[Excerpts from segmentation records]

[BEGIN]

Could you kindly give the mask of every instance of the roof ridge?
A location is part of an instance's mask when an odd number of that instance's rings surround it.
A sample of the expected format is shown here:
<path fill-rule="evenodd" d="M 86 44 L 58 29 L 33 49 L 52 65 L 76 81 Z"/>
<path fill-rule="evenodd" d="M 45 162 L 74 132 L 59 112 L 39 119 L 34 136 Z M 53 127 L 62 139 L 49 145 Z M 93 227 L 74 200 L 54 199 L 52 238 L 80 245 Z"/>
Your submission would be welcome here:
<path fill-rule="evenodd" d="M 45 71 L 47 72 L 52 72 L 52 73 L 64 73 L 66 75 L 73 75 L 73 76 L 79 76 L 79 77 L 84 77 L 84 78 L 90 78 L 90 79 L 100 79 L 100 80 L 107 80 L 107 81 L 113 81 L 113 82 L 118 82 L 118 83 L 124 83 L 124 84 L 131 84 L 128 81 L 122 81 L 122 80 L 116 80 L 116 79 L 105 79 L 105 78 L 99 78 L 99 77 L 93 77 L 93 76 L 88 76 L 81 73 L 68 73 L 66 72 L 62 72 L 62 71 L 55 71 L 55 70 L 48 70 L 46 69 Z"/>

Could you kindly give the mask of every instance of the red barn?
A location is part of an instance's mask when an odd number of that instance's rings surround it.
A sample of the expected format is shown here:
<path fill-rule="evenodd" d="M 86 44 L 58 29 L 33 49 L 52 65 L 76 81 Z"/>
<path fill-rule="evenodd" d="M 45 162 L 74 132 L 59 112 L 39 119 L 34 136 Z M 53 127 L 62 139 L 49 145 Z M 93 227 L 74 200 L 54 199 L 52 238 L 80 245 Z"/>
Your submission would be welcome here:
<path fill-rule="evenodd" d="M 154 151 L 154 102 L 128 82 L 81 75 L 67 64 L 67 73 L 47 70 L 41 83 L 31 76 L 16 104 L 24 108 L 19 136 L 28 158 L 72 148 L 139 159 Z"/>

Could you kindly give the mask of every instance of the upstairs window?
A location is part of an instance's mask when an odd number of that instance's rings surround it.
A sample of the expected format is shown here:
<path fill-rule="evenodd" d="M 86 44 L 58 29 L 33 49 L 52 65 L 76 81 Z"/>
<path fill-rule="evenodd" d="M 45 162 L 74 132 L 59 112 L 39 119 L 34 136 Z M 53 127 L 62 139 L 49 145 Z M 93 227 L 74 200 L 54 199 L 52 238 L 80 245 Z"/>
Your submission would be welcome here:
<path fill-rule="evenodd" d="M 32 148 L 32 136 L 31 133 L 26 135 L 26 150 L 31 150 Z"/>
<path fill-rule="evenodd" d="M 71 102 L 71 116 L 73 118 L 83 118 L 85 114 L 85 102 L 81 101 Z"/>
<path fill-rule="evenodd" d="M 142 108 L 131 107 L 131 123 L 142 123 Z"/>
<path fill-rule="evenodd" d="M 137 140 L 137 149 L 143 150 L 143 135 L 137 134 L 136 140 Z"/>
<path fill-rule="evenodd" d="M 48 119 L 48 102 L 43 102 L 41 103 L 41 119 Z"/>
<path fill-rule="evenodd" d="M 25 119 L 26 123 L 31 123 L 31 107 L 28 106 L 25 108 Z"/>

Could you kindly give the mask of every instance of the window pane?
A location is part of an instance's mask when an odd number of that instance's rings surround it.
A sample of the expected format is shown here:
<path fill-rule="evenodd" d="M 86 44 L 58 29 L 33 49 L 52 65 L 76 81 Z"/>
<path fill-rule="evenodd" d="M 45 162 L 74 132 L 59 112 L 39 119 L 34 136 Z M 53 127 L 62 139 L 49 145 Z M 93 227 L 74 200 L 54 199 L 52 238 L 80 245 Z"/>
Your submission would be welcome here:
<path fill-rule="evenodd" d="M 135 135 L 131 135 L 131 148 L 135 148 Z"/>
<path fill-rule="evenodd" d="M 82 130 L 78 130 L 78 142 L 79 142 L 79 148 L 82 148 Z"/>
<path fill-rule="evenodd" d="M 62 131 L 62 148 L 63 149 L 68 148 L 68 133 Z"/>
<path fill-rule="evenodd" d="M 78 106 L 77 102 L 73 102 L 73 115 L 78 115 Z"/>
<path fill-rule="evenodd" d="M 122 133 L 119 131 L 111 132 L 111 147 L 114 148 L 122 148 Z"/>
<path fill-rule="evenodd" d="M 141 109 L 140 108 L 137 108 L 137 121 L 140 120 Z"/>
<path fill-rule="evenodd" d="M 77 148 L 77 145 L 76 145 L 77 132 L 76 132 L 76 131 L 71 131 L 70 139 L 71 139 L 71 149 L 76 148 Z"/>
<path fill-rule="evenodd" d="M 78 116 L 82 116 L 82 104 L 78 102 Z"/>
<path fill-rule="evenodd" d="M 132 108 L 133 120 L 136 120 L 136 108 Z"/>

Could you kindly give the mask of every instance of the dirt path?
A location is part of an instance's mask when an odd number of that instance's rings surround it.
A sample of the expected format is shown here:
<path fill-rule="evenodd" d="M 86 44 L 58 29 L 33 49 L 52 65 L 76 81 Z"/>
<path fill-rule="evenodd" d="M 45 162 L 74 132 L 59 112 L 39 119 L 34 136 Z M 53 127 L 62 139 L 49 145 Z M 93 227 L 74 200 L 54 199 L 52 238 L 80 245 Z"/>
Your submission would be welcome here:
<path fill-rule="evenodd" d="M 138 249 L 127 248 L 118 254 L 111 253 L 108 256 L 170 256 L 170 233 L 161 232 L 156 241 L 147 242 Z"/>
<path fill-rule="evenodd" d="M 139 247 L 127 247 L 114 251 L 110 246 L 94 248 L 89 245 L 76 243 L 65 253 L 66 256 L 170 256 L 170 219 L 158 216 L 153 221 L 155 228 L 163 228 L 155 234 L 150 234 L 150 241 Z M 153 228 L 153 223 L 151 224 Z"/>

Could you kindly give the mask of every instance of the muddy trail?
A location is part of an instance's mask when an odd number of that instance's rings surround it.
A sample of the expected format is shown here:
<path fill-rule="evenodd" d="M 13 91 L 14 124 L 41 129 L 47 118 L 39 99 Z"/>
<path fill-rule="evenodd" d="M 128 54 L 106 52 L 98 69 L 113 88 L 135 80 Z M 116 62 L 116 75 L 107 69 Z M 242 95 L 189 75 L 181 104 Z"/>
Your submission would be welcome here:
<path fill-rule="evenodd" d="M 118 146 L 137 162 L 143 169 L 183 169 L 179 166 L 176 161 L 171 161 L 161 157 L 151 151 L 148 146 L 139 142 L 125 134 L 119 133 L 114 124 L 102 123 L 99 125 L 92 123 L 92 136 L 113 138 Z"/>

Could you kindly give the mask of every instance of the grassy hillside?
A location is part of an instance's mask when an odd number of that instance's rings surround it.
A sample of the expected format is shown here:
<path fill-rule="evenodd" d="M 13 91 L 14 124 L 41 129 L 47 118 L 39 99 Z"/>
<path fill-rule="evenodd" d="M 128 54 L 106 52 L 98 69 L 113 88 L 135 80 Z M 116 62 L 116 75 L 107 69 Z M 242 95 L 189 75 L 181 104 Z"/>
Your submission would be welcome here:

[END]

* TO DO:
Rescale the stretch from the line containing "the dirt path?" through the end of the rows, reproducing every line, requests included. Multiply each coordinate in the answers by 0.95 and round to whole numbers, with halves rounded up.

* FULL RESPONSE:
Could you kindly give the mask of every instance of the dirt path?
A location is part of an instance's mask when an odd number of that instance's rings surround it.
A sample of the expected format is shown here:
<path fill-rule="evenodd" d="M 86 44 L 58 29 L 33 49 L 52 65 L 76 81 Z"/>
<path fill-rule="evenodd" d="M 45 162 L 74 132 L 59 112 L 39 119 L 34 136 Z M 53 127 L 62 139 L 49 145 Z M 93 227 L 74 200 L 54 199 L 52 238 L 80 245 Z"/>
Your submission would be welcome here:
<path fill-rule="evenodd" d="M 131 237 L 121 236 L 112 241 L 105 240 L 103 243 L 162 243 L 162 221 L 153 220 L 148 229 L 140 230 Z"/>
<path fill-rule="evenodd" d="M 132 235 L 121 235 L 108 238 L 105 234 L 89 236 L 85 233 L 72 231 L 62 240 L 63 243 L 162 243 L 162 208 L 150 205 L 145 210 L 147 217 L 155 217 L 147 222 L 143 222 L 143 229 Z M 145 217 L 145 212 L 143 213 Z"/>

Could you kindly give the mask of every instance of the muddy trail?
A location is part of an instance's mask when an odd number of that instance's rings surround it.
A sample of the expected format is shown here:
<path fill-rule="evenodd" d="M 13 91 L 14 124 L 41 129 L 47 118 L 39 99 Z"/>
<path fill-rule="evenodd" d="M 128 54 L 106 52 L 98 69 L 113 88 L 135 80 Z M 116 62 L 116 75 L 107 69 Z M 242 95 L 189 75 L 181 104 Z"/>
Your submission would be welcome here:
<path fill-rule="evenodd" d="M 112 139 L 130 154 L 136 161 L 174 161 L 170 158 L 167 153 L 162 153 L 153 149 L 143 143 L 141 139 L 132 135 L 119 127 L 113 126 L 108 118 L 97 117 L 94 119 L 87 117 L 87 129 L 107 131 Z"/>

Could you kindly give the mask of every instance of the grassy hillside?
A location is part of an instance's mask when an odd number of that instance's rings surround it.
A sample of the expected format is shown here:
<path fill-rule="evenodd" d="M 13 91 L 14 124 L 41 129 L 47 118 L 39 99 Z"/>
<path fill-rule="evenodd" d="M 128 54 L 106 52 L 98 69 L 113 88 L 135 80 Z M 116 62 L 116 75 L 107 69 Z M 242 95 L 189 75 L 181 104 Z"/>
Your submission would be welcome here:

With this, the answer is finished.